**QUOTED TEXT:**
START

# Flash News: Audi TDI Power Reigns Also in St Petersburg



## [email protected] (Apr 9, 2004)

*- Audi’s Diesel sports car claims tenth consecutive victory
- R10 TDI proves to be worthy “street fighter” in St Petersburg*
The Audi R10 TDI has immediately proven to be a first class "street fighter” by claiming first and second positions on the pioneering Diesel sports car’s street course début. Dindo Capello (Italy) and Allan McNish (Scotland) led home the "sister” Audi Sport North America R10 TDI of Emanuele Pirro (Italy) and Marco Werner (Germany) by just 0.426secs after 114 dramatic laps in the second round of the American Le Mans Series in St. Petersburg (US state of Florida).

Allan McNish started from the second row of the 24-car grid with Marco Werner (Germany) on row four for the 2:45 hours, inaugural St Petersburg race on Saturday evening. McNish snatched the lead immediately at the green light on the 1.8-mile temporary track in the city located beside the Florida city’s habourside but organisers deemed the manoeuvre a jump start, the Scotsman serving a stop-go penalty on lap four.

McNish charged back in to the lead after 21mins and after 47mins, Werner made it an Audi 1-2. Capello took over from McNish in the leading #1 Audi after 80mins during a full course yellow, Werner not stopping to inherit the lead from Capello. Pirro resumed in fifth place when Werner made a scheduled full service on 1:50hr while Capello, who went back into the lead after Werner pitted, made a "splash and dash” for diesel with 45mins to run without losing the lead. A final caution period produced a nail-biting and tense "five-minute race” to the chequered flag between the two Audis.

END

**Dataset records on object locations:**
START

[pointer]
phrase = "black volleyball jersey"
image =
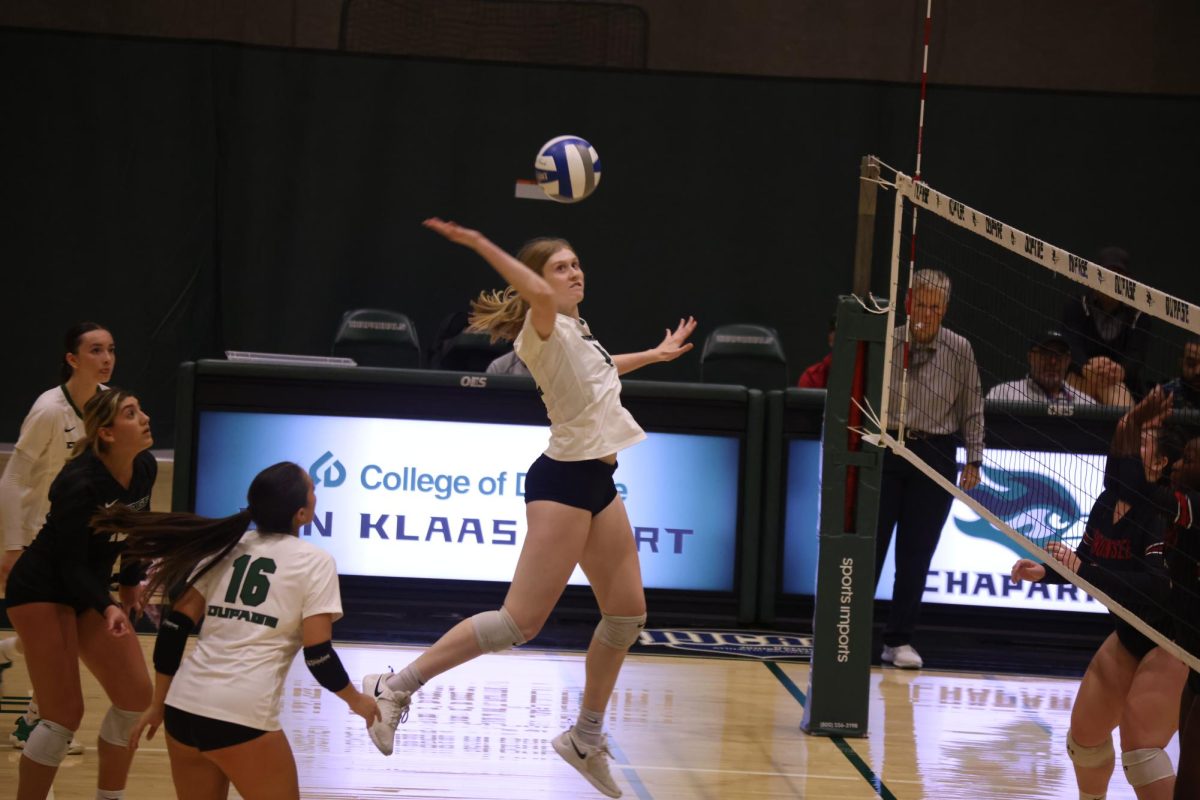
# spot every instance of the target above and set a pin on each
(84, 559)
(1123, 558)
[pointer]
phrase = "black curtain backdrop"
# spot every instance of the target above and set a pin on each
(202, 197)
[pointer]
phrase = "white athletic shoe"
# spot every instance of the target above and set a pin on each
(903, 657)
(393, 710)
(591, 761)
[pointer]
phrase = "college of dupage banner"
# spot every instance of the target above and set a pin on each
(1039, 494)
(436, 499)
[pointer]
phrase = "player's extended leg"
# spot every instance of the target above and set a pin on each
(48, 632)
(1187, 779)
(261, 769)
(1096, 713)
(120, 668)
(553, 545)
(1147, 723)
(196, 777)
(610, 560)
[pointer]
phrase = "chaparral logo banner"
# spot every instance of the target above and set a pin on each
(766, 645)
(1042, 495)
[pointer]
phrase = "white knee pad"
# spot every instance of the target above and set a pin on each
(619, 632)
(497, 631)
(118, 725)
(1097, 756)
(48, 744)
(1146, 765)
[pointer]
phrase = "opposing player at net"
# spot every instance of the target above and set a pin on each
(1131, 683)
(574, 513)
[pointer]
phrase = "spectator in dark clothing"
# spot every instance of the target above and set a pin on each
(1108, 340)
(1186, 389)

END
START

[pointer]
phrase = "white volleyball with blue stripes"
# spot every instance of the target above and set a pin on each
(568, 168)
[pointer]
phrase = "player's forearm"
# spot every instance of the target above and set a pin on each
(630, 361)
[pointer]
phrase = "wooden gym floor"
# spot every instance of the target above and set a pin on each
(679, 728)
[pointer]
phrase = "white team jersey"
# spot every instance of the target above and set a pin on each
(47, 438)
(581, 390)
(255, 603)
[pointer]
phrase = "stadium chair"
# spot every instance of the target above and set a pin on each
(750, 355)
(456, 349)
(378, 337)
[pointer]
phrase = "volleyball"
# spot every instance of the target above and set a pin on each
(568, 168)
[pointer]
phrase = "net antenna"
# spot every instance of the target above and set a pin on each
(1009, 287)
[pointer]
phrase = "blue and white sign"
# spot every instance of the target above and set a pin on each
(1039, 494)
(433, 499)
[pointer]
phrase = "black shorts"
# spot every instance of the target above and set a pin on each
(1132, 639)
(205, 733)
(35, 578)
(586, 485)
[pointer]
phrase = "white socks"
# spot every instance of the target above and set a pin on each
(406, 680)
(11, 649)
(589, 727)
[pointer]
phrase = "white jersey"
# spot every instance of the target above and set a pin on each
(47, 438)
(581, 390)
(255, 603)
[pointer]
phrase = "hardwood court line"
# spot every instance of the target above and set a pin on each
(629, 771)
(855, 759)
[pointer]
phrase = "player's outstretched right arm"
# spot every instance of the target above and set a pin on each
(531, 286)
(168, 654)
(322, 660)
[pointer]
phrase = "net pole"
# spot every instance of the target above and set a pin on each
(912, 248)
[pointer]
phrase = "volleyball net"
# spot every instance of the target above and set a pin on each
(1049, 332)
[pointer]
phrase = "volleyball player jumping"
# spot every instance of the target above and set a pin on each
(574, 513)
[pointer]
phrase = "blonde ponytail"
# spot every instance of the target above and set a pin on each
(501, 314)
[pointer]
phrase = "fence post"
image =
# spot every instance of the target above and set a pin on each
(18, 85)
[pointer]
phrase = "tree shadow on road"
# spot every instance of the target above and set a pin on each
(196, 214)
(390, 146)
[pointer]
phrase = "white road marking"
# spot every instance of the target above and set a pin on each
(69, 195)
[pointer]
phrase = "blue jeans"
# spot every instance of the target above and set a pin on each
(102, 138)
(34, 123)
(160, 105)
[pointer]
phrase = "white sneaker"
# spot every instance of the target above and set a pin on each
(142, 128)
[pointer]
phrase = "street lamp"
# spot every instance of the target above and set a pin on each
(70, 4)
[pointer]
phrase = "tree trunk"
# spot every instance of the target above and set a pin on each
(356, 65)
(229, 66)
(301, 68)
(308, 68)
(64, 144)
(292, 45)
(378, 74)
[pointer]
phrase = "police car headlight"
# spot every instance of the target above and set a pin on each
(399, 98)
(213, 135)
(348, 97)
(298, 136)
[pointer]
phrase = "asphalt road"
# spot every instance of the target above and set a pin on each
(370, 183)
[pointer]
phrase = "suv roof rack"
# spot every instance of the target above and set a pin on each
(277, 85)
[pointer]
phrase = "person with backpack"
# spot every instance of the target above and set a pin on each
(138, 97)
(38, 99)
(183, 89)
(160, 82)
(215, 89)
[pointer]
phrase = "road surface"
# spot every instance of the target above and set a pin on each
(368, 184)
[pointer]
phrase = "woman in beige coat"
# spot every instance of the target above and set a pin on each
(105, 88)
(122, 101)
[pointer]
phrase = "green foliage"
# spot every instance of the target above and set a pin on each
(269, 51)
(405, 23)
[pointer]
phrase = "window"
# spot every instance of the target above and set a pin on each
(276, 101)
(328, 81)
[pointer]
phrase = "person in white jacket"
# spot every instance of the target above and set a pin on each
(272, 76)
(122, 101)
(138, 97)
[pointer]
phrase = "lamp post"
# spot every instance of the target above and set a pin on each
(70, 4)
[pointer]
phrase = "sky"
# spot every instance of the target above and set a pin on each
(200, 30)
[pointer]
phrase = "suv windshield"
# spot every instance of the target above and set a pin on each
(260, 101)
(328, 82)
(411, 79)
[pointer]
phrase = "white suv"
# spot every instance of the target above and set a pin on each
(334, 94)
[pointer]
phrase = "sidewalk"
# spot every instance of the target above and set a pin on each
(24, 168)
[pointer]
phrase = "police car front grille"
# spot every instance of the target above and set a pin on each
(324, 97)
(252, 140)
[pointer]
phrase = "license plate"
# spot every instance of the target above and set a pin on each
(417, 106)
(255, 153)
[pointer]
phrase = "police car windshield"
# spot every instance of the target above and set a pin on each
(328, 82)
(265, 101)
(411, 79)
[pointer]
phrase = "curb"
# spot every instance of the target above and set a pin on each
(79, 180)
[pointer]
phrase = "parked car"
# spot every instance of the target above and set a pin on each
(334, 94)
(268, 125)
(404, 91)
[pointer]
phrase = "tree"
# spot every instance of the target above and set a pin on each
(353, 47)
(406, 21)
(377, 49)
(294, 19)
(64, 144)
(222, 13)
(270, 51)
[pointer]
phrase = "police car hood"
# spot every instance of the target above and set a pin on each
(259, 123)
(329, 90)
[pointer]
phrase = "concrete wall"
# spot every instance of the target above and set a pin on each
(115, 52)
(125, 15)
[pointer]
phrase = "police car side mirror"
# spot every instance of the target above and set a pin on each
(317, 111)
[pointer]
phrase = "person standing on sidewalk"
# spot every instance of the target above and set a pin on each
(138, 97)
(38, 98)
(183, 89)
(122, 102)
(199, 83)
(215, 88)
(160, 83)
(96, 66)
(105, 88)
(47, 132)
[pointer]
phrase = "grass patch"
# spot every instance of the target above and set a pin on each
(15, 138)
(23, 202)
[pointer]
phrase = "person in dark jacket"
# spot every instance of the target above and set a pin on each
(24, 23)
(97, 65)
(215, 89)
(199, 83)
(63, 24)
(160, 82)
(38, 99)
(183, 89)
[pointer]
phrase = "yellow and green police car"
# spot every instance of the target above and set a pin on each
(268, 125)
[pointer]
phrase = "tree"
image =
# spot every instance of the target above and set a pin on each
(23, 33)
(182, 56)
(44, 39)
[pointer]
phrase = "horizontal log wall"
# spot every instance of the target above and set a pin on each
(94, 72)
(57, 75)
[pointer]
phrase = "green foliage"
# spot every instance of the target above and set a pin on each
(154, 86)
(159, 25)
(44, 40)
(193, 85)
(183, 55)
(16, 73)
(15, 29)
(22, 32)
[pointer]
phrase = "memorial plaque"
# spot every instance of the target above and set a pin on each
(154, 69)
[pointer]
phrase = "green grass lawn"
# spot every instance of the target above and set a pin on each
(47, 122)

END
START

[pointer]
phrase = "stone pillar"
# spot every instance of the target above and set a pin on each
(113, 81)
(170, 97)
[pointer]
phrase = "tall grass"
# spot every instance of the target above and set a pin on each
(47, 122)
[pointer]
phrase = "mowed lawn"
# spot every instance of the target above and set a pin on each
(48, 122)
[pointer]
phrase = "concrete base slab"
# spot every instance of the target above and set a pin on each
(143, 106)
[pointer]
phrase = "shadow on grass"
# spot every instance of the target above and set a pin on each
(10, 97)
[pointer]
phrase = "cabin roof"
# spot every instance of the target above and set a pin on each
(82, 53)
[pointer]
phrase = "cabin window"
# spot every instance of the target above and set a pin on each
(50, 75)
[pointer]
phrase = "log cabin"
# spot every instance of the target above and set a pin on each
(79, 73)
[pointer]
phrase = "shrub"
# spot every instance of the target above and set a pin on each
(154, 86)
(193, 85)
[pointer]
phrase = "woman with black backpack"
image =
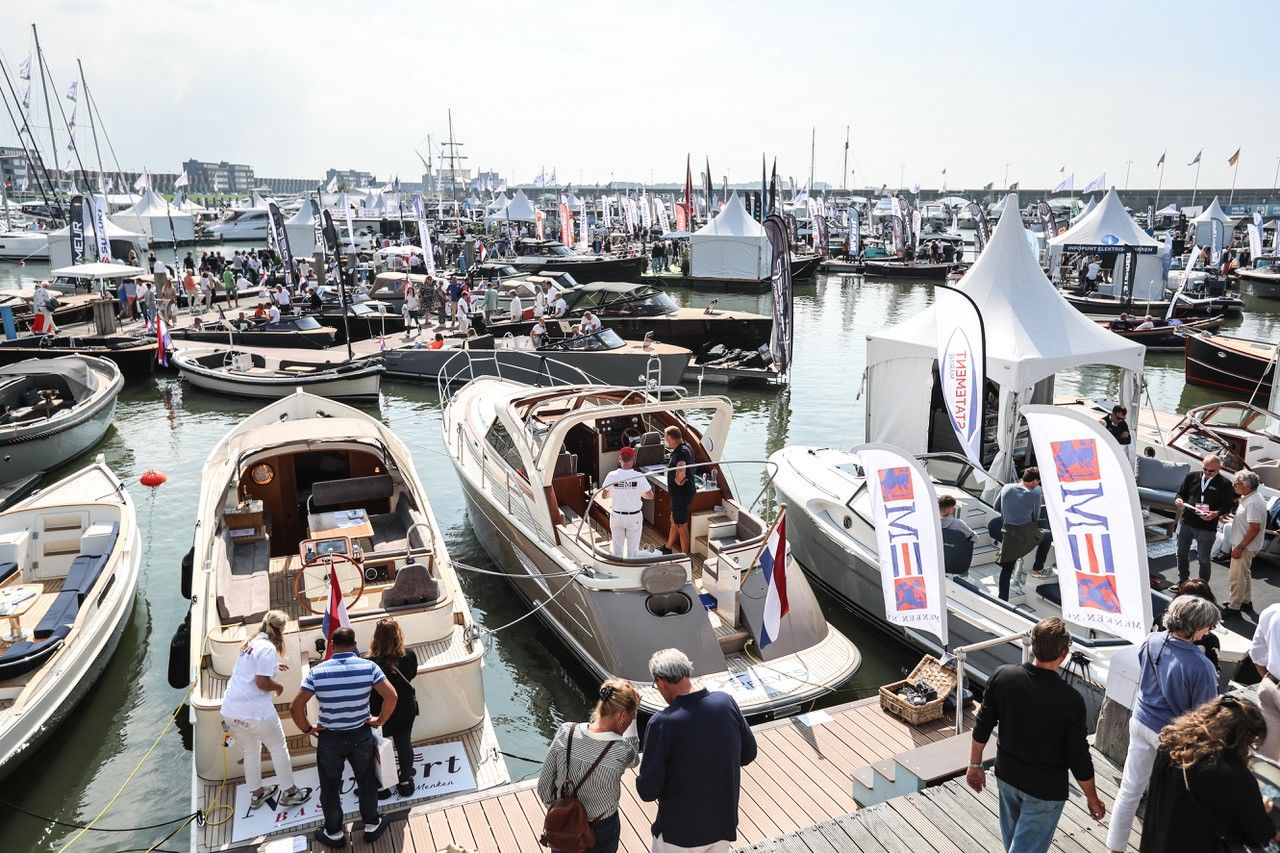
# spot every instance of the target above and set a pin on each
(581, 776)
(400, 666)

END

**TO BE DONE:**
**A.** Name every driver mentioned in the St Petersburg race report.
**B.** Please answer these from the St Petersburg race report:
(i) By what margin did Capello and McNish finish ahead of the other Audi?
(ii) How many cars were on the starting grid?
(iii) How long into the race did Capello take over from McNish?
**C.** Carry on writing the St Petersburg race report from its last sentence.

**ANSWER LIST:**
**A.** Dindo Capello, Allan McNish, Emanuele Pirro, Marco Werner

**B.**
(i) 0.426secs
(ii) 24
(iii) After 80mins

**C.**
*Note: A complete St Pete race report with quotes of all Audi drivers will follow.*


----------



## Quattroplay (Dec 19, 2004)

Domination!


----------



## .:RDriver (Oct 4, 1999)

*Re: (Quattroplay)*

Good thing they made all that hooplah before the race "preparing" us for a loss.
They basically ran away with it. Do they really expect us to believe they had such a hard time and that P2 cars are _really_ going to challenge them for overalls this year? Audi is still faster (just as they were last year under the SAME rules), they've made their point, now hopefully they go out and race.


----------



## 16v (Aug 4, 1999)

*Re: Flash News: Audi TDI Power Reigns Also in St Petersburg ([email protected])*

I'd be interested to hear an opposing view point on this
watching the race last night it seems to me that the R10s are short shifting - a lot. The incar views of the tach lights and the onboard audio make it out such that the drivers aren't really using all the power on tap, just what they may need at the time.
Case in point, after McNish was penalized early on he certainly turned up the wick. Even Dorsey and Lee noted that McNish was hot under the collar and might be showing more of the cars speed than he is supposed to.... as he proceeded to blast pass the entire field.

hmm


----------



## .:RDriver (Oct 4, 1999)

*Re: Flash News: Audi TDI Power Reigns Also in St Petersburg (16v)*

Can you say "sandbag?"
I have no doubt that is happening and I wouldnt be surprised if that is what happened in qualifying as well....to try to prove a point.
The R10 has huge potential and to this day I'm sure we havent seen it.
On the other hand, they are running the smaller fuel cell this year per ACO rules and as long as they have the speed, short shifting will put them back on the same pit strategy they may have had before.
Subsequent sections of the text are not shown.